* [Source extract]:
-- Begin --

Mikael Neville Anderson (born 1 July 1998) is an Icelandic professional footballer who plays as a winger for Danish Superliga club AGF.

Club career

FC Midtjylland
Anderson is a product of AGF, where he played before joining FC Midtjylland as U14 player. At the age of 14, he was invited to a trial at Aston Villa.

After a successful 2015–16 with the U19 squad, eight U19 players including Anderson was promoted to the first team squad. All of them was offered a full time professional contract. FCM offered him a five-year contract in August 2016, but Anderson did not want to sign it. Anderson revealed, that he did not wanted to tell what the problem was, but if the club couldn't accommodate his requirements. However, he signed the contract in October 2016. In November 2016, he went back from a six-month injury in his knee.

He made his professional debut in the Danish Superliga for Midtjylland on 4 December 2016 in a game against AGF.

On loan to Vendsyssel FF
On 31 August 2017, Anderson was loaned out to Vendsyssel FF in the Danish 1st Division for the rest of the season. He scored the winning goal in a 2–1 victory against Lyngby BK and secured a promotion to the Superliga for the first time in the club's history.

-- End --

* [Recorded information]:
-- Begin --

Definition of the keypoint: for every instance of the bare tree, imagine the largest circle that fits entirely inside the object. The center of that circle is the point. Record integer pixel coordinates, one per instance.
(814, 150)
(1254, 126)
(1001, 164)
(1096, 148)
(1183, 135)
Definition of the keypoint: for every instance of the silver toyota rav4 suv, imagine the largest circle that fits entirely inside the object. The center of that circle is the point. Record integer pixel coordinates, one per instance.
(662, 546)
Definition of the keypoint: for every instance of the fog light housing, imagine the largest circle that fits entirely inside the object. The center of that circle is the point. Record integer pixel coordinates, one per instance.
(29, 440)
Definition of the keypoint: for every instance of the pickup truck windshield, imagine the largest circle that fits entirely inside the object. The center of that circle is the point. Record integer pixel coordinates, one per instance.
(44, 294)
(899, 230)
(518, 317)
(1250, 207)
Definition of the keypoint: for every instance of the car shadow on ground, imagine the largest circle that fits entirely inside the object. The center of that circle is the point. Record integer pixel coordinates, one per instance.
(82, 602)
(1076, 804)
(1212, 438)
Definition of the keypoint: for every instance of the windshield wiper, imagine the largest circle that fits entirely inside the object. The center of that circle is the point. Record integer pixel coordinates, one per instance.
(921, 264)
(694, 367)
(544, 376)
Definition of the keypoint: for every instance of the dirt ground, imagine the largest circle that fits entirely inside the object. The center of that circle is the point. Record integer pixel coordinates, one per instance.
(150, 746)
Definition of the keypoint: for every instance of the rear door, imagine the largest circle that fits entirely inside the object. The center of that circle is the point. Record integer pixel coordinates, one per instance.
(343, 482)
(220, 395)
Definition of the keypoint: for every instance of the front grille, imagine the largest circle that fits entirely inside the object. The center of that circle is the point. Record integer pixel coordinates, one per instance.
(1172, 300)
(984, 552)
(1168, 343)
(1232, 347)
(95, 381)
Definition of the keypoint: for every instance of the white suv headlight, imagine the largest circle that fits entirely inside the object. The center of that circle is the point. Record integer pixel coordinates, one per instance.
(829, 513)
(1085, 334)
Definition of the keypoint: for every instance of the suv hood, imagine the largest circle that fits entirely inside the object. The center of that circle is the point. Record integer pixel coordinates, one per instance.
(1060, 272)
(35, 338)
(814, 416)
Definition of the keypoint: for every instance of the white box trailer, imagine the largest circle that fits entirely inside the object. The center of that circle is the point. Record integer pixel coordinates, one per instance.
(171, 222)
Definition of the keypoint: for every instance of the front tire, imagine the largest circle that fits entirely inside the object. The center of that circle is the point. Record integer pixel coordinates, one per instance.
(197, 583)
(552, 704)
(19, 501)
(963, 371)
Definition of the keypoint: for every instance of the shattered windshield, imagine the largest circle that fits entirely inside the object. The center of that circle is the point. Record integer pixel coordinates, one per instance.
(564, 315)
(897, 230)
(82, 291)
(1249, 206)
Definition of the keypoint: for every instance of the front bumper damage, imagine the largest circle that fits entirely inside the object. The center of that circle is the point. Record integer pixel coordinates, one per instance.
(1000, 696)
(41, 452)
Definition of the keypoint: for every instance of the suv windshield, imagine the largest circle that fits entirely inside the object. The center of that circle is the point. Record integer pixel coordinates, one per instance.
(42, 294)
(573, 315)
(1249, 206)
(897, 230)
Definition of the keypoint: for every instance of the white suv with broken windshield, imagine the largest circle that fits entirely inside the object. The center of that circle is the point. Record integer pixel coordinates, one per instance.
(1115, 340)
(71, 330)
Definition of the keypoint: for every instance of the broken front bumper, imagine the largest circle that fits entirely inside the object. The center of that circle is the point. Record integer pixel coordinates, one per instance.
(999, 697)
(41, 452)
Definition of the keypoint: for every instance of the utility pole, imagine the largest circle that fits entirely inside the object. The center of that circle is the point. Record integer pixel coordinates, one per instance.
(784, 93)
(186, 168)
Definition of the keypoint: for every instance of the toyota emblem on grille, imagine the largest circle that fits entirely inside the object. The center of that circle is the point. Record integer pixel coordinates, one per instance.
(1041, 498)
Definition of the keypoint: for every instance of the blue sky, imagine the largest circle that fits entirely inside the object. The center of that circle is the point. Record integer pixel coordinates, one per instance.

-- End --

* [Exercise set]:
**a.** Reproduce the passage about Mikael Neville Anderson in full, word for word.
**b.** Pull out every line of the rows that contains the word "tree".
The passage about Mikael Neville Anderson has no connection to the rows.

* [The replies]:
**a.**
Mikael Neville Anderson (born 1 July 1998) is an Icelandic professional footballer who plays as a winger for Danish Superliga club AGF.

Club career

FC Midtjylland
Anderson is a product of AGF, where he played before joining FC Midtjylland as U14 player. At the age of 14, he was invited to a trial at Aston Villa.

After a successful 2015–16 with the U19 squad, eight U19 players including Anderson was promoted to the first team squad. All of them was offered a full time professional contract. FCM offered him a five-year contract in August 2016, but Anderson did not want to sign it. Anderson revealed, that he did not wanted to tell what the problem was, but if the club couldn't accommodate his requirements. However, he signed the contract in October 2016. In November 2016, he went back from a six-month injury in his knee.

He made his professional debut in the Danish Superliga for Midtjylland on 4 December 2016 in a game against AGF.

On loan to Vendsyssel FF
On 31 August 2017, Anderson was loaned out to Vendsyssel FF in the Danish 1st Division for the rest of the season. He scored the winning goal in a 2–1 victory against Lyngby BK and secured a promotion to the Superliga for the first time in the club's history.

**b.**
Definition of the keypoint: for every instance of the bare tree, imagine the largest circle that fits entirely inside the object. The center of that circle is the point. Record integer pixel coordinates, one per instance.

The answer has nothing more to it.